§ TASK: Would you please return the lines of the entries below starting at the line that has "Could you point out the water" and ending at the line that has "Could you point out the blue jeans", both included, exactly as they are?

§ RECORDS SHOWN:
*** Begin section ***
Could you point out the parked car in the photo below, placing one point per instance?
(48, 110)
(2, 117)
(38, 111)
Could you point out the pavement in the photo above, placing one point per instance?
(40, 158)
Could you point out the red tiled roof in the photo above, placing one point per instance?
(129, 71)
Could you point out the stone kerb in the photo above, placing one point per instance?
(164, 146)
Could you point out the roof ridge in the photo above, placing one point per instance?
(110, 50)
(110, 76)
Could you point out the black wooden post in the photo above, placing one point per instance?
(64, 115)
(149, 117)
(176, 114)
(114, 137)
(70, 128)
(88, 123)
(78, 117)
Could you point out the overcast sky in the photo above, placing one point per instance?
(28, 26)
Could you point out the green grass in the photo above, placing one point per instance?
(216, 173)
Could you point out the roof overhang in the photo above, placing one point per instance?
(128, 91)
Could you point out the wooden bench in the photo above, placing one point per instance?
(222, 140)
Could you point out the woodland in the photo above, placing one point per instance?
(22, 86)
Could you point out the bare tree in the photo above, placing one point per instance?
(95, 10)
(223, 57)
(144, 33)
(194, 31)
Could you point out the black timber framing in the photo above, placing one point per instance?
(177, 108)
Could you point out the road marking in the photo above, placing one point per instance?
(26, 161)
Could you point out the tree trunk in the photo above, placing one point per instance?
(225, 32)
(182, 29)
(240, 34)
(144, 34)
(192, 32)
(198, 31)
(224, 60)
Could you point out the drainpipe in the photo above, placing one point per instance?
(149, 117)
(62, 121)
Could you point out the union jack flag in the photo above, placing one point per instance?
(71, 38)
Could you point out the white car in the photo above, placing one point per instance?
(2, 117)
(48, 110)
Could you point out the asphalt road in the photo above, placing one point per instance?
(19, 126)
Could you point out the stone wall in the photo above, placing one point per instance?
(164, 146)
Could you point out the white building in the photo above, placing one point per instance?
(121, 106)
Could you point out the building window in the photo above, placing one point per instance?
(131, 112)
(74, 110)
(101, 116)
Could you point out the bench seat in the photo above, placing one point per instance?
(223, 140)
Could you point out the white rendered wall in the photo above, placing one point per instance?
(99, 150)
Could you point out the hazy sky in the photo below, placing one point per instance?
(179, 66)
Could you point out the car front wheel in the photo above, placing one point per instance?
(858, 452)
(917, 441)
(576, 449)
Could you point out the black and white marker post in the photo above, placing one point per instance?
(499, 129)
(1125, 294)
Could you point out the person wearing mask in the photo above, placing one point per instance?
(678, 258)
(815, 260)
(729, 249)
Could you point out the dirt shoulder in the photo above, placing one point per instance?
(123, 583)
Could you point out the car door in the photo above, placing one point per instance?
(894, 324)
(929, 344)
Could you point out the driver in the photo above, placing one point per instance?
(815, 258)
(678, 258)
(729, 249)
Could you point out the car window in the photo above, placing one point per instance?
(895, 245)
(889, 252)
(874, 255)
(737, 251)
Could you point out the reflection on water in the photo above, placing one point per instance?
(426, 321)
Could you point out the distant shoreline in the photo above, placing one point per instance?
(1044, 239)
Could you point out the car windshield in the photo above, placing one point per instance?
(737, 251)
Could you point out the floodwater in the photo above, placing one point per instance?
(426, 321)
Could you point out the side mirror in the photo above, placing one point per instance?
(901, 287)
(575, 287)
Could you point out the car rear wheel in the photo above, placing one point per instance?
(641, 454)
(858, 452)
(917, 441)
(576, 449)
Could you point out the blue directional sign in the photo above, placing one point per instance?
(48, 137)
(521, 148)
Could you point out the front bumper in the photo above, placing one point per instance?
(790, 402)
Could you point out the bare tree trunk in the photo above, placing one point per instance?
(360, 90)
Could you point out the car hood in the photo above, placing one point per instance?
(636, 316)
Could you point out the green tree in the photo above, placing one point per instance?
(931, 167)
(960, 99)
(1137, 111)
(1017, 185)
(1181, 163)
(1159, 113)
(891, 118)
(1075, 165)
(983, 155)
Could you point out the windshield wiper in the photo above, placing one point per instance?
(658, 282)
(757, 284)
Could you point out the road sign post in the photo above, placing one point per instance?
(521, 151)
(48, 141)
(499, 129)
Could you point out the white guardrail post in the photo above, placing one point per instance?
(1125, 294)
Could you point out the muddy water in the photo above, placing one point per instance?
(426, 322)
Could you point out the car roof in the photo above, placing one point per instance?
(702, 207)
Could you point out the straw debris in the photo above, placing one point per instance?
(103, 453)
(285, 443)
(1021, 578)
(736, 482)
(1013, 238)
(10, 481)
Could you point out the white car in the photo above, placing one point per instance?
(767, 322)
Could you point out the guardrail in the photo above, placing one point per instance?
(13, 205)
*** End section ***
*** Begin section ***
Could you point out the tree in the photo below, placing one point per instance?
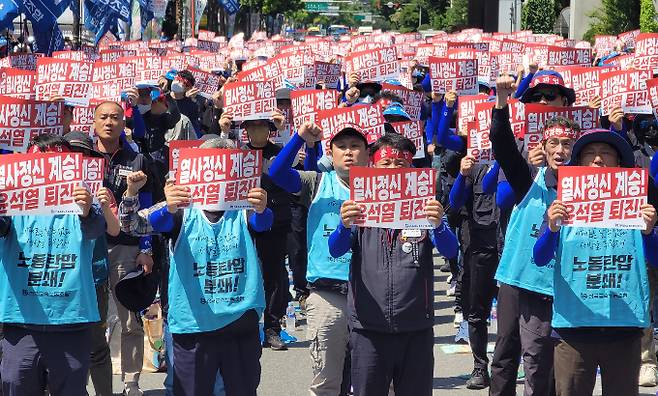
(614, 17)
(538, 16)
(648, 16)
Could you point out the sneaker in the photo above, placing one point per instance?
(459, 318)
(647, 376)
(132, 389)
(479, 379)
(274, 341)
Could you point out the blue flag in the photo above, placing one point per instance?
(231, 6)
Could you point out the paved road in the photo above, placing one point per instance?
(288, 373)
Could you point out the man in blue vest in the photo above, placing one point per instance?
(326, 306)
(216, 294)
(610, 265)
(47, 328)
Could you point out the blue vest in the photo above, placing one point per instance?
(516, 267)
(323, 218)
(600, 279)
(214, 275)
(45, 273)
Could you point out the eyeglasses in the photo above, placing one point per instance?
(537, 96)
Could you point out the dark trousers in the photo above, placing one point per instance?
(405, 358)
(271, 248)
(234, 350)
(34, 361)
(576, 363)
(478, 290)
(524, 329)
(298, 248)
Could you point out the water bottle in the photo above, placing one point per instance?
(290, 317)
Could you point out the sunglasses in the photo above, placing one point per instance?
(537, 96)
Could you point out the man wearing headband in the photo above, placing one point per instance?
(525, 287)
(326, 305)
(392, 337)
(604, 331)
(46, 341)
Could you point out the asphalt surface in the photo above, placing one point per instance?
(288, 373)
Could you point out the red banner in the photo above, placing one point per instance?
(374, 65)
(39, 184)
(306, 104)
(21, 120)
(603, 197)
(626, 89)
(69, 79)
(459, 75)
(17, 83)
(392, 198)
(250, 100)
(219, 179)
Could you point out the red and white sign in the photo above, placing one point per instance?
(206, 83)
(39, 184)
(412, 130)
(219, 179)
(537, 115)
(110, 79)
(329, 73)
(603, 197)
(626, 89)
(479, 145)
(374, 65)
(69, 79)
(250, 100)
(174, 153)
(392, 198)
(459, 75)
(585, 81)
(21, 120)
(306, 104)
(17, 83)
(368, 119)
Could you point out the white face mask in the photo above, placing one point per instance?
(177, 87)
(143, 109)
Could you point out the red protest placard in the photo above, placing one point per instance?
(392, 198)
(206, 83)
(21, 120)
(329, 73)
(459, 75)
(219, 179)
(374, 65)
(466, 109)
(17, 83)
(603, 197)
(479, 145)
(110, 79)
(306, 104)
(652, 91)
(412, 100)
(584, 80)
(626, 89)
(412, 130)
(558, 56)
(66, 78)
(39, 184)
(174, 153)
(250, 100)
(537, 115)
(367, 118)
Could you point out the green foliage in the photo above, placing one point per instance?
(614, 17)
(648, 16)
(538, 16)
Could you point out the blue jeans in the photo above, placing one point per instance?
*** End section ***
*** Begin section ***
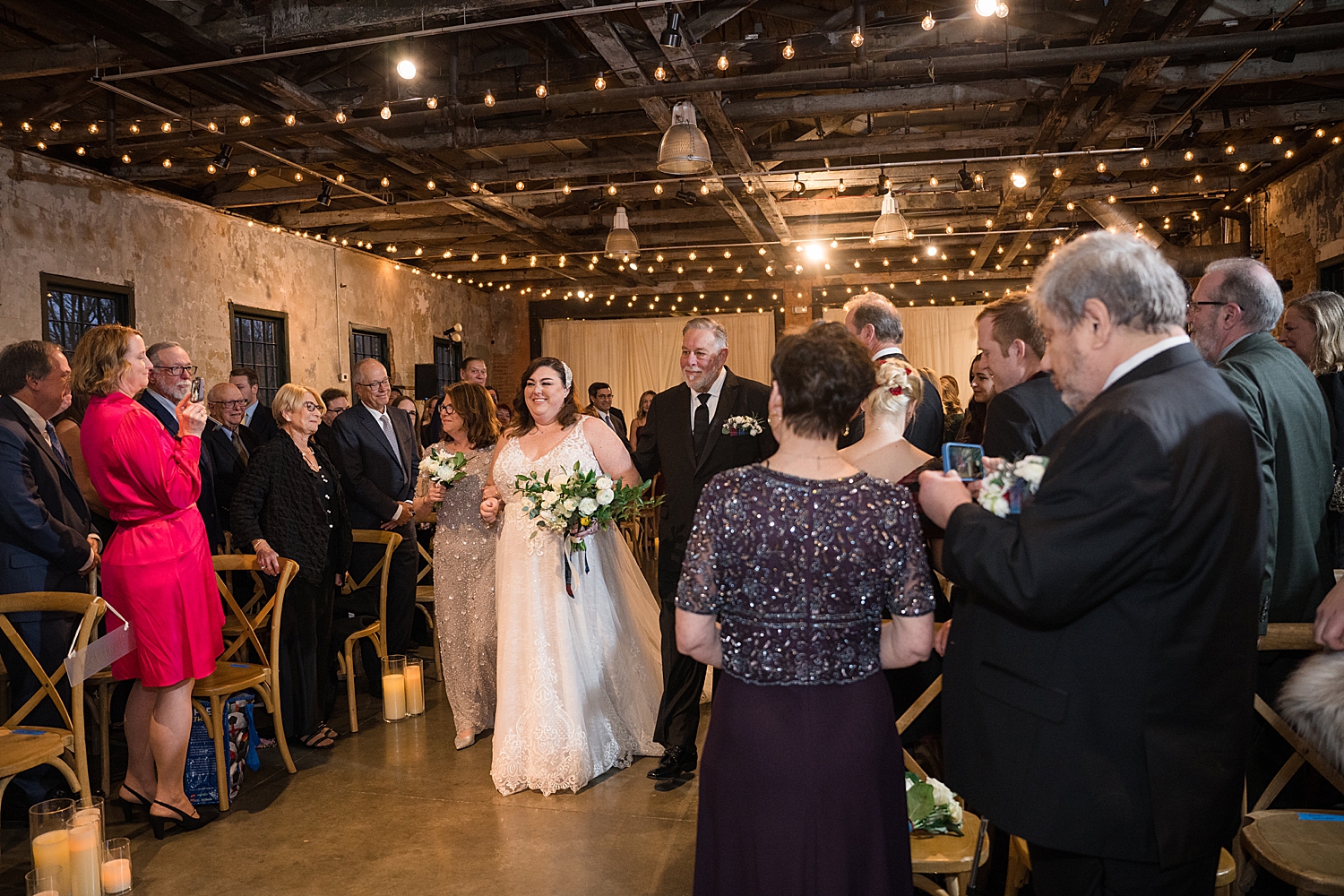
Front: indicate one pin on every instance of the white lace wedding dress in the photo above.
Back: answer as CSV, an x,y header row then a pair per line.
*** End section ***
§ EXERCISE SOLUTION:
Could you point out the water bottle in the photo above, placing one point per instance?
(290, 317)
Could you point out the sunglasses in the photo above, placing one point per instance?
(537, 96)
Could you point out the man wearing headband in the photo above, placing one point per instance?
(525, 287)
(326, 305)
(392, 337)
(604, 331)
(46, 341)
Could you point out the asphalt surface in the photo above, placing one point per instance?
(288, 373)
Could you point out the red banner in the photo above, placing one point per instance?
(374, 65)
(39, 184)
(306, 104)
(21, 120)
(603, 197)
(626, 89)
(69, 79)
(459, 75)
(17, 83)
(392, 198)
(250, 100)
(219, 179)
Could you point out the red and white sign in the photo above, placing one point per instance?
(206, 83)
(39, 184)
(412, 130)
(219, 179)
(537, 115)
(110, 79)
(329, 73)
(603, 197)
(626, 89)
(479, 145)
(374, 65)
(69, 79)
(250, 100)
(174, 153)
(392, 198)
(459, 75)
(585, 81)
(21, 120)
(306, 104)
(17, 83)
(368, 119)
Could you point out the white face mask in the photo above, placing one point per instance?
(177, 87)
(143, 109)
Could you point out the red protest placard in the photo above, placing one point per instance?
(392, 198)
(206, 83)
(21, 120)
(329, 73)
(459, 75)
(219, 179)
(374, 65)
(466, 109)
(17, 83)
(603, 197)
(479, 145)
(110, 79)
(306, 104)
(652, 91)
(412, 100)
(584, 80)
(626, 89)
(412, 130)
(558, 56)
(66, 78)
(39, 184)
(174, 153)
(250, 100)
(537, 115)
(367, 118)
Could you point out the green foliage in the photo above, placing one point per instance?
(614, 17)
(648, 16)
(538, 16)
Could you point out the blue jeans in the photo above, placing one point per instance?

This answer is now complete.